--- Start RECORDS TO PROCESS ---
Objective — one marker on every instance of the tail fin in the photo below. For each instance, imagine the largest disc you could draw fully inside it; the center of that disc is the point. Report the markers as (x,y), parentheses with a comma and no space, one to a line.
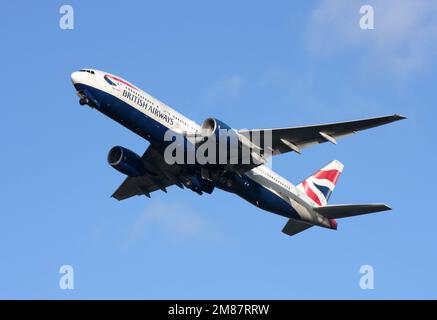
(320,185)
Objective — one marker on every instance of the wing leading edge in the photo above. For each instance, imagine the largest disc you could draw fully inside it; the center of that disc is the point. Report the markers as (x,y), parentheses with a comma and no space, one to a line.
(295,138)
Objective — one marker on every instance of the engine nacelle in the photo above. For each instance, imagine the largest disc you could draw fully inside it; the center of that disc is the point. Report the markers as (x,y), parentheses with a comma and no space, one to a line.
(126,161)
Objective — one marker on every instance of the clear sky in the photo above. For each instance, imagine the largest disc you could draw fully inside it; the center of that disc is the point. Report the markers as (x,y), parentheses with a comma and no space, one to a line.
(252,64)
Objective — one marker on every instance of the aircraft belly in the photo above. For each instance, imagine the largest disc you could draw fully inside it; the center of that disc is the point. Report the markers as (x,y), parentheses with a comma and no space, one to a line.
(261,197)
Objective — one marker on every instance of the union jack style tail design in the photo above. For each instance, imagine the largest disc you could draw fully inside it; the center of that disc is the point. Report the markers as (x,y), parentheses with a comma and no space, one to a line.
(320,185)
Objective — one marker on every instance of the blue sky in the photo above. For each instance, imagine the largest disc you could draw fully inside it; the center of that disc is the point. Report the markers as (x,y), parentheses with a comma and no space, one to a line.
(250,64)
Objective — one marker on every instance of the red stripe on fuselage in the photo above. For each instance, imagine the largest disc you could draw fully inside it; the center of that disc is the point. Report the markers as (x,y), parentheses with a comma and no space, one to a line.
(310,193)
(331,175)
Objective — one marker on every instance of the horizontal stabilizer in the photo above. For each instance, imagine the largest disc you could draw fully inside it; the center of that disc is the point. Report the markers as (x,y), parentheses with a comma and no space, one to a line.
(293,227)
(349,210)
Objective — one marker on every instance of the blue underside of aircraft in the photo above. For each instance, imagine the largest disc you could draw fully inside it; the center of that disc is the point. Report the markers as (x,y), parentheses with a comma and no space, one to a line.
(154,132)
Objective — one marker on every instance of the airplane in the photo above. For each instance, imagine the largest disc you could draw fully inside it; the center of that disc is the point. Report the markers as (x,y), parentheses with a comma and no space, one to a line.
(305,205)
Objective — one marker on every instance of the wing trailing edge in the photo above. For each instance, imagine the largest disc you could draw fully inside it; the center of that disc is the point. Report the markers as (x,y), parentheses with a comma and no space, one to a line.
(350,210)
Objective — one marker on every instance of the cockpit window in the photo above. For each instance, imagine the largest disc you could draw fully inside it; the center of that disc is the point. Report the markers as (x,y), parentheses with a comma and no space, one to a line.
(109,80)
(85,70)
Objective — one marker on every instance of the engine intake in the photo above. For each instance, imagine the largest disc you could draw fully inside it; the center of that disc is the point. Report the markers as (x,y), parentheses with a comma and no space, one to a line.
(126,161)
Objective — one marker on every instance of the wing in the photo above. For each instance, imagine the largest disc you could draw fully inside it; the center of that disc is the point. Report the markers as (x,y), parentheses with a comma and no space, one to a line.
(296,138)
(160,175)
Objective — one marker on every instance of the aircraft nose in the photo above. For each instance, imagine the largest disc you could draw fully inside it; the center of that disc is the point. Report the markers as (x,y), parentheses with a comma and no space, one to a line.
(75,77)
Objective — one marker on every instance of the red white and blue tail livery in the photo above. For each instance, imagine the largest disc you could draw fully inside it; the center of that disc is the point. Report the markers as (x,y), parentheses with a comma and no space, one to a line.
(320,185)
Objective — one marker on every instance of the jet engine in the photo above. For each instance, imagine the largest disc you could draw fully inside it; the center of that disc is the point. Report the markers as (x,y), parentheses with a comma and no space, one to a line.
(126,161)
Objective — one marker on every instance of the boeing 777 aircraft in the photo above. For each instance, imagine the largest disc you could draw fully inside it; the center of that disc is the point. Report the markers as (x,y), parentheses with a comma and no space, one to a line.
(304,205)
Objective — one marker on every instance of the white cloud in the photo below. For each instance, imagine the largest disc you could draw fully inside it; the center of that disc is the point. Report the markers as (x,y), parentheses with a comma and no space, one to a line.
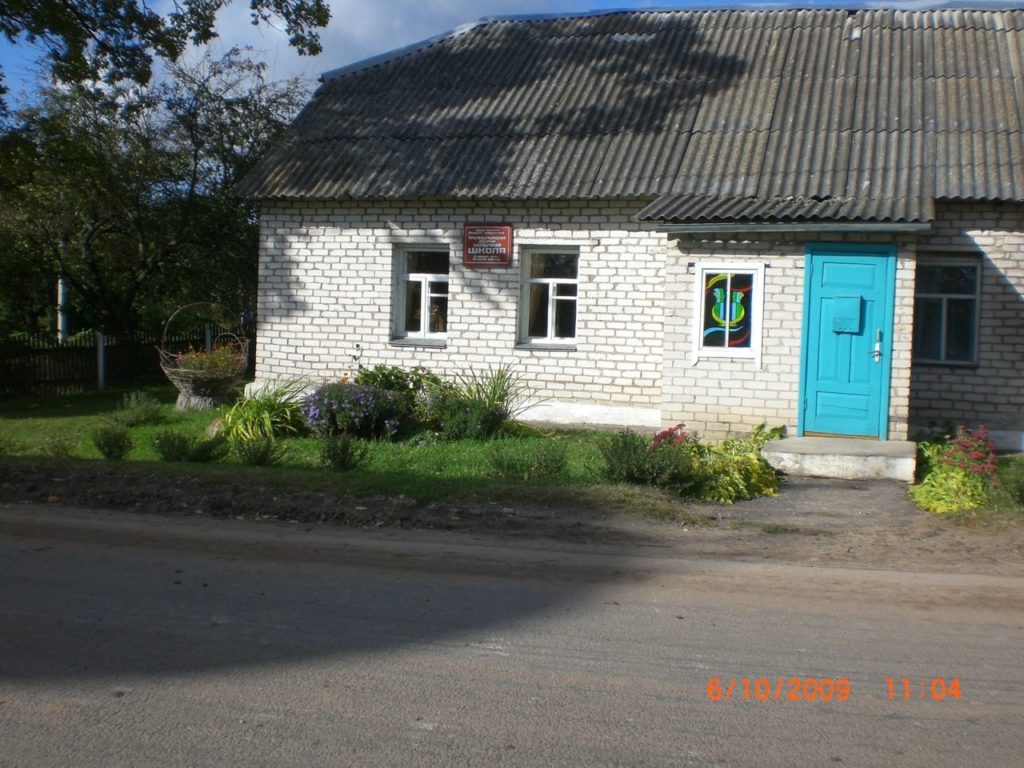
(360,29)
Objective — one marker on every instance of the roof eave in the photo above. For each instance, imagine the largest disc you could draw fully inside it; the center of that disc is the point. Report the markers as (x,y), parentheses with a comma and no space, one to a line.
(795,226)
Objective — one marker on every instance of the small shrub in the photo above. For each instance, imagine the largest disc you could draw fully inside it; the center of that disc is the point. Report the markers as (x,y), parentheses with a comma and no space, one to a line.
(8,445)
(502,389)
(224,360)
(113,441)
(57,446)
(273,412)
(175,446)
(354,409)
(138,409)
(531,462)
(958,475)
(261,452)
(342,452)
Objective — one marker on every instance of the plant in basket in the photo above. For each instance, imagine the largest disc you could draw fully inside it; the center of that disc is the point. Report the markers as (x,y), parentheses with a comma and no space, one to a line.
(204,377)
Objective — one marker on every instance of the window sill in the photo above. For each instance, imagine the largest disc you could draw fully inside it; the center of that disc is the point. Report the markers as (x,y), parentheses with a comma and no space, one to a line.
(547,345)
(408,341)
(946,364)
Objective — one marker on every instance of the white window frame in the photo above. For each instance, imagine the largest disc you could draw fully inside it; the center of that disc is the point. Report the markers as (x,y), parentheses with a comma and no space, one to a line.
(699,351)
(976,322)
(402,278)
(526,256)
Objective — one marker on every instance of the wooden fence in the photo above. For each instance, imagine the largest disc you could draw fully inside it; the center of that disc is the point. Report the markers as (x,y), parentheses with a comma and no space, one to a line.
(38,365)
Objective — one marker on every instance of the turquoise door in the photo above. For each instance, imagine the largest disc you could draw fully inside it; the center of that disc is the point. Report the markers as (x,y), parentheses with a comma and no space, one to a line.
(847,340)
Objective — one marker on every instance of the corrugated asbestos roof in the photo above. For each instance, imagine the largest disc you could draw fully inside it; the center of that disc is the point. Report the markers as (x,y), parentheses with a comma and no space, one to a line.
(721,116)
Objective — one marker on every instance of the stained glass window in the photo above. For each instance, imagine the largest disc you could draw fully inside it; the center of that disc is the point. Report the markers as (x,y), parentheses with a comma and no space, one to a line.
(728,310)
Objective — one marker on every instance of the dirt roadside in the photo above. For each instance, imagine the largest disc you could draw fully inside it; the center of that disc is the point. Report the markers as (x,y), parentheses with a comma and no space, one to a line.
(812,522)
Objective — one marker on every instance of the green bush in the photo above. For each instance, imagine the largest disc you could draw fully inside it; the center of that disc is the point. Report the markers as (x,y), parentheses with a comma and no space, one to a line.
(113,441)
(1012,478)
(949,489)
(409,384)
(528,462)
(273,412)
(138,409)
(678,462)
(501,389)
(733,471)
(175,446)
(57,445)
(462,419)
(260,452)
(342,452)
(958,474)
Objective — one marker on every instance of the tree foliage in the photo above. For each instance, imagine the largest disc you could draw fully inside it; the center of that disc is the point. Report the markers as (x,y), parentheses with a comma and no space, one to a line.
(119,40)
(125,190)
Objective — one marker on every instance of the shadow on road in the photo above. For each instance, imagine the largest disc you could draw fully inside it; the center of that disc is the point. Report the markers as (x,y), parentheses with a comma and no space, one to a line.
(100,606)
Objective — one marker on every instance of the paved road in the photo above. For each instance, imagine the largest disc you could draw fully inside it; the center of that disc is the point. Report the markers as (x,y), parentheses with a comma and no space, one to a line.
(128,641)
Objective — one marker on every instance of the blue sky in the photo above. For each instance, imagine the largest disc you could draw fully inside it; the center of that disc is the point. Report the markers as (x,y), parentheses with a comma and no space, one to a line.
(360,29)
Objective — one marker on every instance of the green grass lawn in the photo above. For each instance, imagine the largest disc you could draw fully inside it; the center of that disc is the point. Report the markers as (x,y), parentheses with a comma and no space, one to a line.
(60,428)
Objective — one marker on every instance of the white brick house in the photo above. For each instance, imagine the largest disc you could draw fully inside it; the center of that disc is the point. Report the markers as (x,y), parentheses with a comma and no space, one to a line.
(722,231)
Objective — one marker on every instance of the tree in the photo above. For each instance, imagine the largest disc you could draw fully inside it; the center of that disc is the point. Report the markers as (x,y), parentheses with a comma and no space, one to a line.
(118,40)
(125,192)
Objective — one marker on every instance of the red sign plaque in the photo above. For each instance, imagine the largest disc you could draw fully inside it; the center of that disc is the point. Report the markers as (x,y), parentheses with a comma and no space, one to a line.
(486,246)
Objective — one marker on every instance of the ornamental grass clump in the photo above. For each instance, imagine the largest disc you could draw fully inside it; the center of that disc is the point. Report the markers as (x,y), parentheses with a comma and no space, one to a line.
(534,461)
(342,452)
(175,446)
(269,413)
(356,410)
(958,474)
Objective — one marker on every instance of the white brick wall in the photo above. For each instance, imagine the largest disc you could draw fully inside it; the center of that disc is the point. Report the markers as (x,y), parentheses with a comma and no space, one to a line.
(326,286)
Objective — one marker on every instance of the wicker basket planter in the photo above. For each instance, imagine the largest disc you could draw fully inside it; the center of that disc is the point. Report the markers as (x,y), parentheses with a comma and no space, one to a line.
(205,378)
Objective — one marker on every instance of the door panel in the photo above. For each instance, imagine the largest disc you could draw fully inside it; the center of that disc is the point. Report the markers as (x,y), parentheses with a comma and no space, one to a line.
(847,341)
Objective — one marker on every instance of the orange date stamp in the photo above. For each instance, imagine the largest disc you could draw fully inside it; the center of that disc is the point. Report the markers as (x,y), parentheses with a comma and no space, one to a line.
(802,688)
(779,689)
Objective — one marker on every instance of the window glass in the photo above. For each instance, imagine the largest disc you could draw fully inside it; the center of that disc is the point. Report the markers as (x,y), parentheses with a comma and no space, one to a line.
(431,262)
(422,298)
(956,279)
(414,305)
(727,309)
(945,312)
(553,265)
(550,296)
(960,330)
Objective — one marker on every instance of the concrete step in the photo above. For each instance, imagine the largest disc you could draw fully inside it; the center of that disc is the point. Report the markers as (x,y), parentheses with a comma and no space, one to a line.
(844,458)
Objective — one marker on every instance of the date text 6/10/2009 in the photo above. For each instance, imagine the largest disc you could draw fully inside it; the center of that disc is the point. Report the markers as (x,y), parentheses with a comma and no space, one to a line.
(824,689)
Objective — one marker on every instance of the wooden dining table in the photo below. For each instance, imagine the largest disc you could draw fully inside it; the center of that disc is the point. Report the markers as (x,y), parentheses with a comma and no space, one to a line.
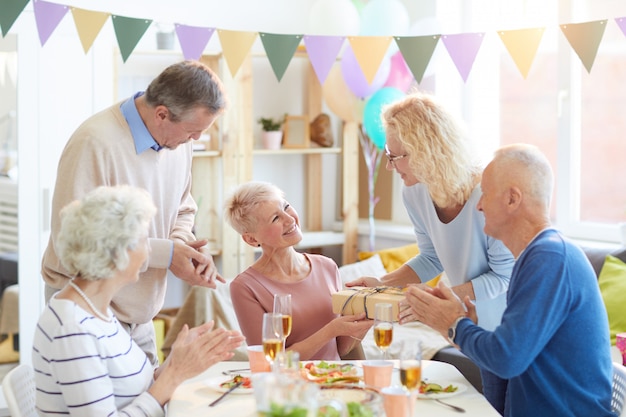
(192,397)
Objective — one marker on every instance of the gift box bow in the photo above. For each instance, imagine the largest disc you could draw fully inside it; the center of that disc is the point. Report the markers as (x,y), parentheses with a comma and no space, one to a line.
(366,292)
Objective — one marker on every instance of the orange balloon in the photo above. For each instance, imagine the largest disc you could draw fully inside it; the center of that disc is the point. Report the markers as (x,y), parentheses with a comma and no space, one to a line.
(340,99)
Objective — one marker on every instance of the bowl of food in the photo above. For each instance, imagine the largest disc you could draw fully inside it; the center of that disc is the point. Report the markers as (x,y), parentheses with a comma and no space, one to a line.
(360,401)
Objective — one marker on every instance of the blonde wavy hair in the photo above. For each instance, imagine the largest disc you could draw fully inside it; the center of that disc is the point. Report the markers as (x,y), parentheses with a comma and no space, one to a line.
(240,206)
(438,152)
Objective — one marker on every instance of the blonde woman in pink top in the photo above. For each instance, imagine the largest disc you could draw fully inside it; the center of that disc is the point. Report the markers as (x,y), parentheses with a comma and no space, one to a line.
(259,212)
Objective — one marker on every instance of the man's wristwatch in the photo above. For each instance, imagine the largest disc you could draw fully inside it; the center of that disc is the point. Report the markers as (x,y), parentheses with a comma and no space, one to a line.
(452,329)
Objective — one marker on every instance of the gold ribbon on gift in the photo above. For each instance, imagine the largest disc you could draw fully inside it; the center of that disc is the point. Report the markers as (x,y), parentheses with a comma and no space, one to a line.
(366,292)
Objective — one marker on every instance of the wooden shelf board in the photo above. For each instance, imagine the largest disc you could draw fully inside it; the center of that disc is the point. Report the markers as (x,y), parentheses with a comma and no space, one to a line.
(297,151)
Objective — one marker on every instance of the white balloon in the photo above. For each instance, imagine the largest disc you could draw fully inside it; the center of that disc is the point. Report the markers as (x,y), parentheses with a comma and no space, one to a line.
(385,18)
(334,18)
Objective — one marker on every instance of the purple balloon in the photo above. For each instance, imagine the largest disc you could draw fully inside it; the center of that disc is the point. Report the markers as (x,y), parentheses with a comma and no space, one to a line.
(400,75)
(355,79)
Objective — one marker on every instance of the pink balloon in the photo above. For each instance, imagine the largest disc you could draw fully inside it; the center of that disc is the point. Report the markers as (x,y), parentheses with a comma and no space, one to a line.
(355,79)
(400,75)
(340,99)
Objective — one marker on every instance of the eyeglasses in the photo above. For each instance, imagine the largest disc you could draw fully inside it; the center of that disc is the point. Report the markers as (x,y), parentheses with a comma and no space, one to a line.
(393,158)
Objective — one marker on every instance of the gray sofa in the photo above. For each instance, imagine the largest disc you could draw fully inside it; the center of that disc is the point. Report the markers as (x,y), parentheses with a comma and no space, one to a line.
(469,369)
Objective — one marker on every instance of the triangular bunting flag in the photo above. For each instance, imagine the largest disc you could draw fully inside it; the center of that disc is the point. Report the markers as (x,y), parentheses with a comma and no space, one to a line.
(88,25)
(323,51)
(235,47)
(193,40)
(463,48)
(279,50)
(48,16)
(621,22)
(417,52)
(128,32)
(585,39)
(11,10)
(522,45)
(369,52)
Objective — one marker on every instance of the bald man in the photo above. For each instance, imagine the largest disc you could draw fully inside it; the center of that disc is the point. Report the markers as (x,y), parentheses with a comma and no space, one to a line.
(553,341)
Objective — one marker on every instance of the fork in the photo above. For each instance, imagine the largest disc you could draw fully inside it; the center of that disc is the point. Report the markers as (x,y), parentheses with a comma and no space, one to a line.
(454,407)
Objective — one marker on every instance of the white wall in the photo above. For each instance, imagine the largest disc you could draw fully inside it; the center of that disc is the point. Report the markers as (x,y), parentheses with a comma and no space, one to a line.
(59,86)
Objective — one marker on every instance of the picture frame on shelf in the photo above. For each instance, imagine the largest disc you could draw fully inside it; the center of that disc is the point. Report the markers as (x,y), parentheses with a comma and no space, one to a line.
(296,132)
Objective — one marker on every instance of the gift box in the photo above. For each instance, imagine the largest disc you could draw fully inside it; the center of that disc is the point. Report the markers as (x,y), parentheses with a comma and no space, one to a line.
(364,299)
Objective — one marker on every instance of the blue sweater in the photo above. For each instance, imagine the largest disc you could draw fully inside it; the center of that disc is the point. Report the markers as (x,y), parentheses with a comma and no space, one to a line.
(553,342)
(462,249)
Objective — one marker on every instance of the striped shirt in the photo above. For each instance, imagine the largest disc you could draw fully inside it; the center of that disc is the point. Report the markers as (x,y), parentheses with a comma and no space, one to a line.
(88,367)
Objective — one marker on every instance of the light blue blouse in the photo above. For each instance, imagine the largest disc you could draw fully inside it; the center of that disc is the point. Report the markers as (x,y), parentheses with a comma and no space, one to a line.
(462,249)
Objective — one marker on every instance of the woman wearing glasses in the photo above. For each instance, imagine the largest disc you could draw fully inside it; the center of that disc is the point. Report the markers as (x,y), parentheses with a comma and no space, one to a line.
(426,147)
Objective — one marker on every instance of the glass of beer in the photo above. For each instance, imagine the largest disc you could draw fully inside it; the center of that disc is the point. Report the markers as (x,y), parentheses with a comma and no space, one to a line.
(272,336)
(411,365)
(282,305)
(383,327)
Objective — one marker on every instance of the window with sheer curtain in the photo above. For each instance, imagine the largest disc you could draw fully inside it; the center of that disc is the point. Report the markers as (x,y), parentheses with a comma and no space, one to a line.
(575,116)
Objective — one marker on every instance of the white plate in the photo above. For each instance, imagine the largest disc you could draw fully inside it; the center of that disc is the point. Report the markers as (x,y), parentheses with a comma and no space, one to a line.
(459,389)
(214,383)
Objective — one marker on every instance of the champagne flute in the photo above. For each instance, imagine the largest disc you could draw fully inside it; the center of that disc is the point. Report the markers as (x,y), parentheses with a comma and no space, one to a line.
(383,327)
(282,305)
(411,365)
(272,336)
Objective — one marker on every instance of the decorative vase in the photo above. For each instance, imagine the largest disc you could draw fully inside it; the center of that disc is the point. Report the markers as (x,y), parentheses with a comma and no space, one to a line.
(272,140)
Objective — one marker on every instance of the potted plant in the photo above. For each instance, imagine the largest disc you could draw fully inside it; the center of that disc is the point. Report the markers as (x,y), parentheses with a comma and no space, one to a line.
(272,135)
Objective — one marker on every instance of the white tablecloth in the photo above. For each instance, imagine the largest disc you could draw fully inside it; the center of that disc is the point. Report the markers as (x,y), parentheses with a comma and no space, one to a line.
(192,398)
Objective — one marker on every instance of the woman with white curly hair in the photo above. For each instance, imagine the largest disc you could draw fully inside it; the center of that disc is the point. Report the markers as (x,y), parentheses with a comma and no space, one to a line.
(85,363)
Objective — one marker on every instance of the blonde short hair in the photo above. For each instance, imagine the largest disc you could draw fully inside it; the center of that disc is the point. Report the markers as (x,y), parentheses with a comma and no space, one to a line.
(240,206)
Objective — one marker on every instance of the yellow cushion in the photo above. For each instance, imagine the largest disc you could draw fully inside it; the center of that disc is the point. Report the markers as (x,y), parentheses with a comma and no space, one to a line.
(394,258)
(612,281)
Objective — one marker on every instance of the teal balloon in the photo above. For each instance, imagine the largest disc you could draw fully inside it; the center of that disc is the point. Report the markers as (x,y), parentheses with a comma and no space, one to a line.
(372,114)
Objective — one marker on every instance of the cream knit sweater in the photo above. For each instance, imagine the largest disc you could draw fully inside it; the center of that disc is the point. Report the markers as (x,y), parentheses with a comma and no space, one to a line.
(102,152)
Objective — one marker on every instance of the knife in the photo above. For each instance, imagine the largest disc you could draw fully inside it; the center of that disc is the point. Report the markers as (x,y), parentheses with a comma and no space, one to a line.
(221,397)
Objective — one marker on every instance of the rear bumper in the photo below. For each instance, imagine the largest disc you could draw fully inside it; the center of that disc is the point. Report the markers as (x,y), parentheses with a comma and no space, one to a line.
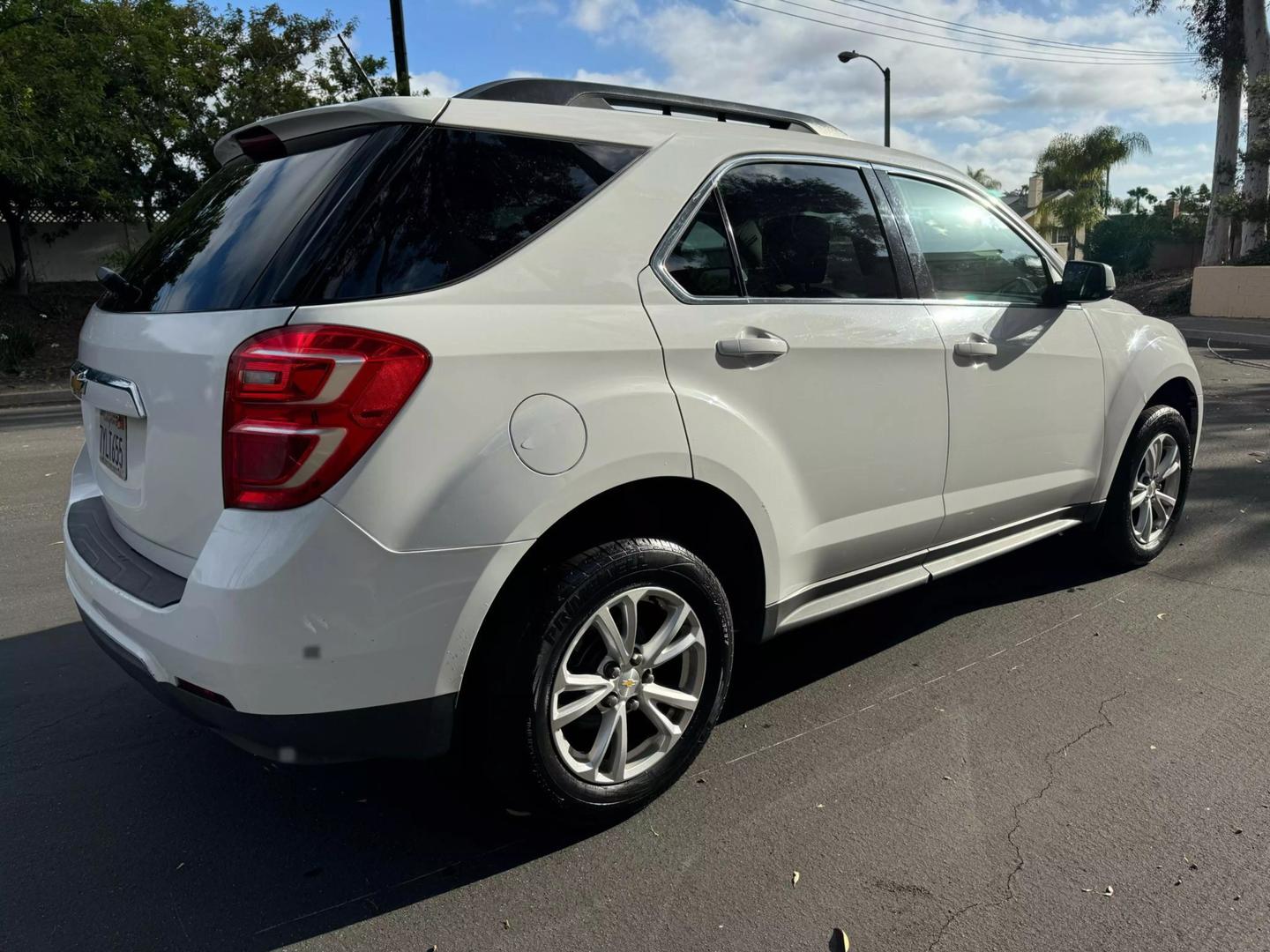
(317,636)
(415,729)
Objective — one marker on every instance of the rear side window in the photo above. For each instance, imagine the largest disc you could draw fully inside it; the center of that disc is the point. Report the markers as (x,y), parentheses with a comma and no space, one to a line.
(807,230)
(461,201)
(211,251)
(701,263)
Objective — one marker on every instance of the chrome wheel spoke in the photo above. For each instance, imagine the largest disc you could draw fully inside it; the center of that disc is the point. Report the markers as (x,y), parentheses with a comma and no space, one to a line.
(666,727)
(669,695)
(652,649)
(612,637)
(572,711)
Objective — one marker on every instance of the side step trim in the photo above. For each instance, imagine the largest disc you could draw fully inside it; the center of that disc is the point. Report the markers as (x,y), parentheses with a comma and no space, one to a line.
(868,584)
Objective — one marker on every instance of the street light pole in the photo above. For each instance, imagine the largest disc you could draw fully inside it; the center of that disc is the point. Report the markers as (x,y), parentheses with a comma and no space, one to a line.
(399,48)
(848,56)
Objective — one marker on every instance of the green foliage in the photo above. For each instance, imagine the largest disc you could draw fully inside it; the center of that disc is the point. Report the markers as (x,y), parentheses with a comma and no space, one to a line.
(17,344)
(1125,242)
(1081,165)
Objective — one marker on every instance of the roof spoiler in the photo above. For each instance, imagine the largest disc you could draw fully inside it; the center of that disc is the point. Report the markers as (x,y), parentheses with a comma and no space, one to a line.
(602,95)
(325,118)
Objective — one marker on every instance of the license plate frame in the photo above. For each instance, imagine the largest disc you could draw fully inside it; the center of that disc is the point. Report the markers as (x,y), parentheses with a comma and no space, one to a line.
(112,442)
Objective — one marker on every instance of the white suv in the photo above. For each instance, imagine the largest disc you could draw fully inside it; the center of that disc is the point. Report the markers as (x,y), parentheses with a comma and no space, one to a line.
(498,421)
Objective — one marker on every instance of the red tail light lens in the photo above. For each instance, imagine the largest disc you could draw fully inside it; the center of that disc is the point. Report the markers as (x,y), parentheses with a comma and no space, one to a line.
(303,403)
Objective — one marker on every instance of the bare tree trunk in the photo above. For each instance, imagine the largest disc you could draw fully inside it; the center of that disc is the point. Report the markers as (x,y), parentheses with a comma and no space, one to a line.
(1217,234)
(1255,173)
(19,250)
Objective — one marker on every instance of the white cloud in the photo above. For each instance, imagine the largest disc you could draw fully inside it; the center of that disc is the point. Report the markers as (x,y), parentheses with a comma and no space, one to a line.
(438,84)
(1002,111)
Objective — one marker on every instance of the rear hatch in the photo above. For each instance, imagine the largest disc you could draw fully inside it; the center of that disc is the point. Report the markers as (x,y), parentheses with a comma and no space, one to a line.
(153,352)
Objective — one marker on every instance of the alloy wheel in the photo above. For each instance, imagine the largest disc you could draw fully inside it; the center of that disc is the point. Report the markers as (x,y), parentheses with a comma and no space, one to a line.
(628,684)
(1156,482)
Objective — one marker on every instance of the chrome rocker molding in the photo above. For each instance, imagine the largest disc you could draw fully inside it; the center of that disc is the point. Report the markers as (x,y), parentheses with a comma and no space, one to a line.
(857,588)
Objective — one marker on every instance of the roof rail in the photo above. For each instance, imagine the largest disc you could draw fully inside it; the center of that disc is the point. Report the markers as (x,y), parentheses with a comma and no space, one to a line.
--- End RECORDS TO PROCESS ---
**EXERCISE BRIEF:** Repeat, without change, each line of the data above from the one that contains "Objective — one marker on every instance of the chrome rocker" through the final line, counting both.

**REPLY TO THE TASK:**
Objective — one marker on every instance of the chrome rocker molding in the photo above. For each instance, imagine the largest disc you could draw fully inside it; the center of that disc is the point. Report the markers as (x,y), parentheses with a comma and no space, one to a line.
(857,588)
Objective — one marker on every instance of the roof rail in the photo above. For each instance, imagine the largest disc you could draw fully inside it; the center of that disc is the point. Report the markers as (x,y), parentheses with a comma and no space, one to a line.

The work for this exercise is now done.